▶ [Problem statement]: Each line below has to be set down again exactly.
━━━ Available records ━━━
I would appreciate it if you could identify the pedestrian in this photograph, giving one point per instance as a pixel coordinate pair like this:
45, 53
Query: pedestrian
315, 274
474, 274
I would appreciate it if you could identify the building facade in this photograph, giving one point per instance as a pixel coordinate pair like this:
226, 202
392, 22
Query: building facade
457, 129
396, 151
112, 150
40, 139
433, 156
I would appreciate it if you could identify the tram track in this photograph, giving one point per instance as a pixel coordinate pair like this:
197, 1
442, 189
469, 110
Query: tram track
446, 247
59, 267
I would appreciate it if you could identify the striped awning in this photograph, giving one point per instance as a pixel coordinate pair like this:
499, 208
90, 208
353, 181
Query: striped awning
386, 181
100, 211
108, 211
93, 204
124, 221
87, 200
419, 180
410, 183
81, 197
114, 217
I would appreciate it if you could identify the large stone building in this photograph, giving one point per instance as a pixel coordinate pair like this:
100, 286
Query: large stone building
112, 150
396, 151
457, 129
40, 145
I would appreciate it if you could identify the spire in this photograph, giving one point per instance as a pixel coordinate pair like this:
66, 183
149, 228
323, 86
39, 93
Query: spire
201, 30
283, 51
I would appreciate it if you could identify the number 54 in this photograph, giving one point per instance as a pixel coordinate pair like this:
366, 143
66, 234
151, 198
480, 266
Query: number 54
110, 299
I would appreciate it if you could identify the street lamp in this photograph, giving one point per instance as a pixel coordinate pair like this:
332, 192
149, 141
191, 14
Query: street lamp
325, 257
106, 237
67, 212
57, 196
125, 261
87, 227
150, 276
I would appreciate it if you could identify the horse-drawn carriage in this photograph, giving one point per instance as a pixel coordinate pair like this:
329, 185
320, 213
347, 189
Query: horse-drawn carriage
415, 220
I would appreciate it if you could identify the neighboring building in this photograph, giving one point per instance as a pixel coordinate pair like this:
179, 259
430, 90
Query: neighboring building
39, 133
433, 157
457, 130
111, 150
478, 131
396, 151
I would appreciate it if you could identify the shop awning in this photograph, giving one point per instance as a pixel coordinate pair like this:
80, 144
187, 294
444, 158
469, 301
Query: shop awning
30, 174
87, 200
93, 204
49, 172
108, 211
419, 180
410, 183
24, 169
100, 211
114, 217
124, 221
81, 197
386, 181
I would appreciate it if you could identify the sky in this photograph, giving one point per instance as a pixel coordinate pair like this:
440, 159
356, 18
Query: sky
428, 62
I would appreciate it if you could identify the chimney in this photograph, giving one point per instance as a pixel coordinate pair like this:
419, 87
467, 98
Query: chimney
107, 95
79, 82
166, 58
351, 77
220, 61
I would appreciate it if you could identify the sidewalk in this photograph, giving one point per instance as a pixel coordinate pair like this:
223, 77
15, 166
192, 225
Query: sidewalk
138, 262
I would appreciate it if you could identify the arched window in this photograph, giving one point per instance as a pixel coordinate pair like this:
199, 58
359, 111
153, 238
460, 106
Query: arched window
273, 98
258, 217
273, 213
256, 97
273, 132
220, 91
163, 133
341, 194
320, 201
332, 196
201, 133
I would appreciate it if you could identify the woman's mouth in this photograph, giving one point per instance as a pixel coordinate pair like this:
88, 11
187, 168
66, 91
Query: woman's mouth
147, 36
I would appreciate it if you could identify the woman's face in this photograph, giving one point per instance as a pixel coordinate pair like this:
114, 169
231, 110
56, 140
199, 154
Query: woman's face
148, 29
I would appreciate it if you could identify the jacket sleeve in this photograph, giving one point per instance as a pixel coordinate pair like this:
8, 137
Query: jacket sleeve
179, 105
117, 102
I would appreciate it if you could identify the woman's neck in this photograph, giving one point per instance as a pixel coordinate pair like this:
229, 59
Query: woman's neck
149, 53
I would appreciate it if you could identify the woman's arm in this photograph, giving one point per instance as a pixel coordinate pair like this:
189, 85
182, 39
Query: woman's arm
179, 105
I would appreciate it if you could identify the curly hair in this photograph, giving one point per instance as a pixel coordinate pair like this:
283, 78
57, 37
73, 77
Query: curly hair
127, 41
━━━
▶ [Answer section]:
I would appreciate it if you could identify the pedestrian in this photograph, giving one point per instance as a pixel coordinate pair like this:
45, 53
Query: pedestrian
315, 274
474, 274
I would appreciate it if you could identify the building facade in this photograph, giving one point per instance as a pixel coordinate pair like this:
226, 202
392, 22
Query: building facade
457, 129
396, 151
112, 150
40, 139
433, 156
I would appreciate it if you could identify the tram track in this photograph, giving one point per instance as a pixel coordinate pair like this:
197, 1
442, 189
469, 110
Query: tram track
446, 247
59, 267
I would appreciate it if you could identify the striped awning in this photograph, giving one point per instance as a pixel coordinate pair like this:
499, 208
90, 208
353, 181
Query: striped awning
386, 181
100, 211
108, 211
93, 204
124, 221
87, 200
419, 180
410, 183
81, 197
114, 217
I would appreciate it if you could identify the large stone building in this photograph, giving one point per instance as a pixel coordinate pair like this:
100, 286
Query: large stone building
112, 150
396, 151
457, 129
40, 145
I would appreciate it if you could identify the spire in this photograph, giving one point per instance as a pixel coordinate pair like this:
66, 183
149, 228
323, 86
39, 93
Query: spire
201, 30
283, 51
I would appreciate it if you could identify the number 54 in this photograph, giving one point per instance as a pixel coordinate pair like this:
366, 143
66, 234
151, 198
480, 266
Query: number 54
110, 299
I would appreciate it if you could identify the street lamp in this photograph, giving one point per instance as a pixel coordinate pair like this:
332, 192
149, 141
191, 14
Query: street lamp
325, 257
106, 237
67, 212
57, 196
125, 261
87, 227
150, 276
I would appreciate it if you could identify the horse-drawn carriage in this photograph, giving one point per instance as a pixel coordinate pair like this:
329, 185
320, 213
347, 189
Query: horse-drawn carriage
415, 220
I would appreciate it if you could identify the neighboring building in this photograph, giving one point per instance as a pixel coordinate pair like this:
179, 259
430, 90
Query: neighboring building
39, 133
433, 157
457, 130
111, 150
478, 131
396, 151
I would appreciate it if you could identify the shop awning in this photograph, giving one point per instance as a pixel coordinate pair like this:
80, 144
187, 294
444, 158
469, 301
Query: shop awning
30, 174
87, 200
93, 204
49, 172
108, 211
419, 180
410, 183
24, 169
100, 211
114, 217
124, 221
81, 197
386, 181
I would appreciate it if you could identify the sky in this photograph, giving one point per instance as a pixel coordinate pair like this:
440, 159
356, 18
Query: sky
428, 62
I would appreciate it if you could identify the chimney in this photograph, giving one point per instance as a pixel coordinate pair like this:
419, 87
467, 98
Query: chimney
107, 95
79, 82
166, 58
351, 77
220, 61
I would appreciate it if you could identify the sidewalk in this photograph, giving one point per instance as a pixel coordinate pair like this:
223, 77
15, 166
192, 225
Query: sidewalk
138, 262
I would appreciate it if you could identify the arched window in this photograph, giving one point per instance as a pixel coordinate pair like this:
199, 58
359, 111
153, 238
460, 106
Query: arched window
273, 98
258, 217
273, 213
256, 97
273, 132
220, 91
163, 133
341, 194
320, 201
332, 196
201, 133
I would appreciate it if you could identify the woman's mouth in this photograph, giving one point per instance as a pixel coordinate pair like this:
88, 11
187, 168
66, 91
Query: woman's mouth
147, 36
I would appreciate it if you could identify the woman's face in this photograph, giving one point per instance as a pixel coordinate pair like this:
114, 169
231, 110
56, 140
199, 154
Query: woman's face
148, 29
I would appreciate it if you could identify the jacket sleeve in this photograph, giving one point per instance as a pixel coordinate pair like this:
8, 137
Query: jacket sleeve
179, 105
117, 102
I would appreciate it if you could identify the woman's neck in this photograph, giving one point per instance as a pixel coordinate pair like this:
229, 59
Query: woman's neck
149, 53
I would appreciate it if you could identify the woman's arm in this photograph, giving one point per instance as a pixel coordinate pair like this:
189, 85
182, 39
Query: woman's arm
179, 105
I would appreciate it if you could identify the curly hair in this photograph, giving one point per instance as a pixel coordinate pair like this:
283, 78
57, 37
73, 77
Query: curly hair
127, 41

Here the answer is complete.